#### [THE TASK]
The complete listing that follows is to be set down again, exactly as it appears.

#### [PROVIDED ENTRIES]
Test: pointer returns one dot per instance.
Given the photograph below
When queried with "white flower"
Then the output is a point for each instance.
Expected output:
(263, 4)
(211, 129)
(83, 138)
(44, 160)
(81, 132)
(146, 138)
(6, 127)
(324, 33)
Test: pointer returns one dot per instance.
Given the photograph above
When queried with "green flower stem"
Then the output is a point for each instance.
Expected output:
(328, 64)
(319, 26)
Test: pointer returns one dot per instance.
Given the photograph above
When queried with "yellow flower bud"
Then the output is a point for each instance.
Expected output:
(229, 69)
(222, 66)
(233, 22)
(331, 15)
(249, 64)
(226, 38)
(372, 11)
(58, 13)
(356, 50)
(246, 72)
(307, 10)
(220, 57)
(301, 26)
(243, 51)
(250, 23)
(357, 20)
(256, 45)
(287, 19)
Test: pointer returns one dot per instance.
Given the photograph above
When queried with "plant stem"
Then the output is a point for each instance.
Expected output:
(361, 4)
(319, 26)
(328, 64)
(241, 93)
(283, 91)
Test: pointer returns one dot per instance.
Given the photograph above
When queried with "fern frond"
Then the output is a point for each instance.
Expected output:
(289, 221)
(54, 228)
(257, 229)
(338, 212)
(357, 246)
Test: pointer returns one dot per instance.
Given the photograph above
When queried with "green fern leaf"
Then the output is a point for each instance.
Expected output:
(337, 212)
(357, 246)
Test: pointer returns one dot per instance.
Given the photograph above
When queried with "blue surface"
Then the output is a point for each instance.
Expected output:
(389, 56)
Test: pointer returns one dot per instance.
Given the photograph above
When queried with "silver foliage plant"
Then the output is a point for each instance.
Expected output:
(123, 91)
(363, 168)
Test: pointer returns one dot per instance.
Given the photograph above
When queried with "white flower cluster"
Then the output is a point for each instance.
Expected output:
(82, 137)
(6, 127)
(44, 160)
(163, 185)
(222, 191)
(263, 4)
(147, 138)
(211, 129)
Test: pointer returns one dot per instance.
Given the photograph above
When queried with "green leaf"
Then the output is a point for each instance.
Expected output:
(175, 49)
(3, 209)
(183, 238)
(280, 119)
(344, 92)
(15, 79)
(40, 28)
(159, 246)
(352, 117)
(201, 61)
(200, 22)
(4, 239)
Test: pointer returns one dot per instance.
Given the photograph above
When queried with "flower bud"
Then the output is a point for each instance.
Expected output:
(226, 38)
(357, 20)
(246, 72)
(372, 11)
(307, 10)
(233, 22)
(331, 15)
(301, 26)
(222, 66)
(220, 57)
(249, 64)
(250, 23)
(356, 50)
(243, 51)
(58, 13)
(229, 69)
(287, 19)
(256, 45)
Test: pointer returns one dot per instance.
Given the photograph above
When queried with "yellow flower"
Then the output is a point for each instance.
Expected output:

#### [EXERCISE ANSWER]
Test: pointer returns one dot per instance.
Given the photograph below
When queried with "white flower"
Then the output is a point for each instance.
Expected output:
(263, 4)
(211, 129)
(83, 138)
(44, 160)
(81, 132)
(146, 138)
(6, 127)
(324, 33)
Test: pointer returns one dot per instance.
Given the photograph above
When queried with "green flower stem"
Then the output is a point for each instance.
Expected output:
(328, 64)
(319, 26)
Test: pointer returns one dot per instance.
Given the photograph above
When queried with "yellow flower bud"
Then the output is a point for each instance.
Expected output:
(229, 69)
(222, 66)
(233, 22)
(331, 15)
(249, 64)
(226, 38)
(372, 11)
(58, 13)
(356, 50)
(246, 72)
(307, 10)
(220, 57)
(301, 26)
(243, 51)
(250, 23)
(357, 20)
(256, 45)
(287, 19)
Test: pointer returns one dot per instance.
Given the photograph above
When queried with "plant stem"
Then the output is a point for each instance.
Expected output:
(361, 4)
(319, 26)
(328, 64)
(241, 93)
(283, 91)
Test: pointer returns one dot per instance.
Given the photograph above
When queried with "fern frond"
Then the output is a point for each instance.
Expected output:
(289, 221)
(54, 228)
(257, 229)
(338, 212)
(357, 246)
Test: pointer returns one dot per instance.
Given the photograph above
When queried with "green fern leaf"
Then the output is a point for each instance.
Expected output:
(337, 212)
(357, 246)
Test: pointer returns one dot per instance.
Given the photograph above
When queried with "blue surface"
Then the output is a point for each instance.
Expected output:
(389, 56)
Test: pointer returns one dot per instance.
Given the photograph above
When queried with "silver foliage plant"
Then the output is a point for each instance.
Expected output:
(123, 91)
(363, 168)
Test: pointer returns one dot per instance.
Given the photograph above
When queried with "white flower cluster"
Then the output is a point for each instance.
Expected output:
(82, 137)
(6, 127)
(44, 160)
(163, 185)
(222, 191)
(263, 4)
(147, 138)
(211, 129)
Test: pointer returns one dot per instance.
Given the photograph above
When queried with "green leaf"
Then the output is a point for each instance.
Expected output:
(175, 49)
(3, 209)
(183, 238)
(280, 119)
(344, 92)
(15, 79)
(40, 28)
(159, 246)
(352, 117)
(201, 61)
(200, 22)
(4, 239)
Test: pointer returns one dot per instance.
Given the photograph above
When queried with "flower bud"
Then the output is a point for each instance.
Expected output:
(226, 38)
(357, 20)
(246, 72)
(372, 11)
(307, 10)
(233, 22)
(331, 15)
(301, 26)
(222, 66)
(220, 57)
(249, 64)
(250, 23)
(356, 50)
(243, 51)
(58, 13)
(229, 69)
(287, 19)
(256, 45)
Test: pointer returns one dot per instance.
Given the photograph above
When queried with "yellow flower"
Then the output is a point for each instance.
Expected output:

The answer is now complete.